> What to do:
In the text on workplace eldercare, rewrite the passage between "The Connecticut-based institute, which" and "robust eldercare benefits.", inclusive, changing "survey" to "study".

> Exercise text:
----------------

Her mother, also in her 80s, went into rehabilitation. "During that time, my dad really couldn't stay at home by himself, so my brother and I had to stay with him, but I also had to work," explains Davies, who didn't take the traditional route of contacting her employee assistance program for eldercare advice.
Davies' experience at UPS reflects how employers are recognizing that workers who are caring for an aging relative need an array of options to successfully manage professional and family responsibilities. Yet in offering eldercare programs and services, employers may sometimes struggle in communicating those efforts to their workforce.
Spreading the word
Even though companies have eldercare programs and services, employees do not always know about them, says Kathleen O'Brien, senior gerontologist with MetLife Mature Market Institute.
The Connecticut-based institute, which studies retirement and aging issues, conducted a survey of employees who were caregivers that worked at three Fortune 500 companies offering robust eldercare benefits.
"Two-thirds of the respondents did not know that the employer had those programs," says O'Brien.
"The company may announce the services, but people are not thinking about them when they are announced, and when they become a caregiver, it's not upfront anymore."
The implication for employers is to increase employees' knowledge about eldercare services. Citing research from the Society for Human Resource Management, O'Brien says about 11% of employers train their middle managers about caregiving programs and how to work with employees using those services.
Research from the institute also shows nearly 63% of all caregivers ages 51 to 64 work, with most employed full-time. About 75% of them are the primary caregiver. In addition, male and female children of aging parents alter their work schedules to accommodate caregiving responsibilities.
For instance, 54% of men and 56% of women have modified their work schedules, with 78% of men and 84% of women coming in late and/or leaving early. In addition, 38% of men and 27% of women have altered their work-related travel.
Bottom-line implications
More employers are starting to understand the financial toll eldercare may have on their bottom line, O'Brien confirms.
In 2006, the MetLife Mature Market Institute and the National Alliance for Caregiving reported that U.S. companies pay between $17.1 billion and $33.6 billion annually in lost productivity due to caregiving, depending on the level of caregiving involved. That equals $2,110 for every full-time worker who cares for an adult relative, notes AARP.
Historically, most eldercare services offered in the workplace resembled the childcare benefit model in terms of offering information and referrals to agencies that could help workers who were caregivers.
Some companies have moved to a more sophisticated model in which they provide a care management visit, where a long-term care specialist talks with the family to sort out the caregiving issues, explains O'Brien. What's more, some employers have onsite support groups, while others provide substantive resource materials written by caregiving experts.

----------------

> Source material:

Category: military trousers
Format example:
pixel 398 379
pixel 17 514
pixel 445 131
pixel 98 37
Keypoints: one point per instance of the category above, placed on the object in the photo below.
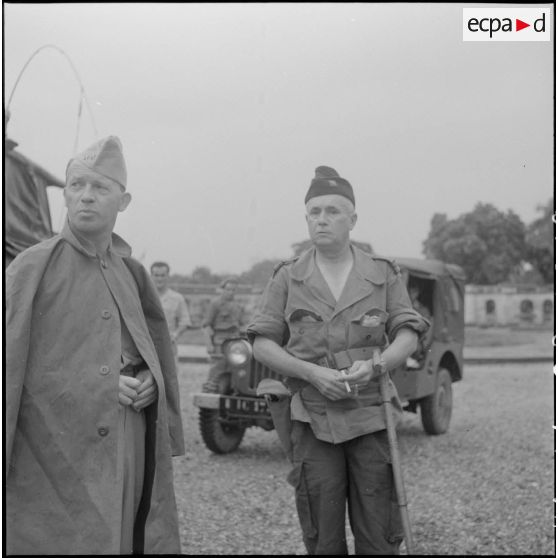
pixel 329 477
pixel 130 468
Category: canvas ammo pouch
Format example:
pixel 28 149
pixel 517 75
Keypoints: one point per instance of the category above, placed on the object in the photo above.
pixel 278 399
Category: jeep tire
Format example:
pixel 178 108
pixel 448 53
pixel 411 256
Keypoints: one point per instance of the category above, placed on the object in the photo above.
pixel 435 409
pixel 218 435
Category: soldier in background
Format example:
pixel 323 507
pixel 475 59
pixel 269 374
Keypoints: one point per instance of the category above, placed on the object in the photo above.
pixel 174 305
pixel 224 316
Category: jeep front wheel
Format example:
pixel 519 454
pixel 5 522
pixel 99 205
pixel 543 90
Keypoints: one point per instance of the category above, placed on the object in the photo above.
pixel 435 409
pixel 218 435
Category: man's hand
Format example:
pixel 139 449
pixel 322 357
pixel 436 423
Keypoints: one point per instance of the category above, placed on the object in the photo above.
pixel 147 390
pixel 360 373
pixel 329 382
pixel 127 389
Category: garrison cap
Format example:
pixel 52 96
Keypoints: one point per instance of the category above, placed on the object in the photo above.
pixel 104 157
pixel 327 181
pixel 231 279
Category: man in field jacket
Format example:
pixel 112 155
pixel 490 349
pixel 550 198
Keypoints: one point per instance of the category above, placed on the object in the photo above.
pixel 316 324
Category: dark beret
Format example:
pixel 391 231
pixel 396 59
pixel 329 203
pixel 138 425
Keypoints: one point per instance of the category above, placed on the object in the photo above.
pixel 326 182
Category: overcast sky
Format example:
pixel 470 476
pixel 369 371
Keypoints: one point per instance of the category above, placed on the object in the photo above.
pixel 225 110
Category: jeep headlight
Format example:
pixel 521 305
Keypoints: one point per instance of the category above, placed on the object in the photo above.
pixel 238 352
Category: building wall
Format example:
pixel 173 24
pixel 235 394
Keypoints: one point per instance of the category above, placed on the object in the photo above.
pixel 511 304
pixel 501 305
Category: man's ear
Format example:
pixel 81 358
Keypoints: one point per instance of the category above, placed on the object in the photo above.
pixel 125 201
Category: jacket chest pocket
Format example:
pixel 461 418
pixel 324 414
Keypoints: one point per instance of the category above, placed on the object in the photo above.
pixel 306 328
pixel 367 328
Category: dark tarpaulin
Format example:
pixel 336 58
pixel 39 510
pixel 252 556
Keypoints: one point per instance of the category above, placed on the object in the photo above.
pixel 26 209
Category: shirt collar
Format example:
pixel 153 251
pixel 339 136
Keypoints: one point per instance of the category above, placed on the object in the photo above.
pixel 364 266
pixel 117 245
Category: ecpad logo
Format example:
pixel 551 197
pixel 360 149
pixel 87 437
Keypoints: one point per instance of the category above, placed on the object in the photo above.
pixel 506 24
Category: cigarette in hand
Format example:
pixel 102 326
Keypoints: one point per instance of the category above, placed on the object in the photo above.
pixel 344 372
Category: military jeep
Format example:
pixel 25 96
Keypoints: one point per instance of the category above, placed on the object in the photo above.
pixel 228 406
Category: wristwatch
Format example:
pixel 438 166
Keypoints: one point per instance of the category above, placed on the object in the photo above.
pixel 382 367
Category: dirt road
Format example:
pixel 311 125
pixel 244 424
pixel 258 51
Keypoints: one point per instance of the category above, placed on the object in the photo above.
pixel 485 487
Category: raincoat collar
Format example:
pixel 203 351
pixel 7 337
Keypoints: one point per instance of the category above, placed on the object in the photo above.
pixel 117 245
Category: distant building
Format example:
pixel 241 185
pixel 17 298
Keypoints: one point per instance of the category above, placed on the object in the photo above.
pixel 485 305
pixel 509 305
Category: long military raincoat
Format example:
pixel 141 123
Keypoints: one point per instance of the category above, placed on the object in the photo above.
pixel 63 349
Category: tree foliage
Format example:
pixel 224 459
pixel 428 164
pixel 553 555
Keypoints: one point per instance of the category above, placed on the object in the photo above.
pixel 539 238
pixel 487 243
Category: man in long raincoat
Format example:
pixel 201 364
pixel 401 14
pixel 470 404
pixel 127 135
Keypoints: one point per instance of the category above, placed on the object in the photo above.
pixel 92 407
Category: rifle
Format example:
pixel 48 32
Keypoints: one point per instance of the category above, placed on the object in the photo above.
pixel 394 451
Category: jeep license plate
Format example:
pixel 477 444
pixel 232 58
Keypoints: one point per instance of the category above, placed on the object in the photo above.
pixel 242 407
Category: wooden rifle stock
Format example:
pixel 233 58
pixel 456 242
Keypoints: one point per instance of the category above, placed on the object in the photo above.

----------------

> Answer to this problem:
The Connecticut-based institute, which studies retirement and aging issues, conducted a study of employees who were caregivers that worked at three Fortune 500 companies offering robust eldercare benefits.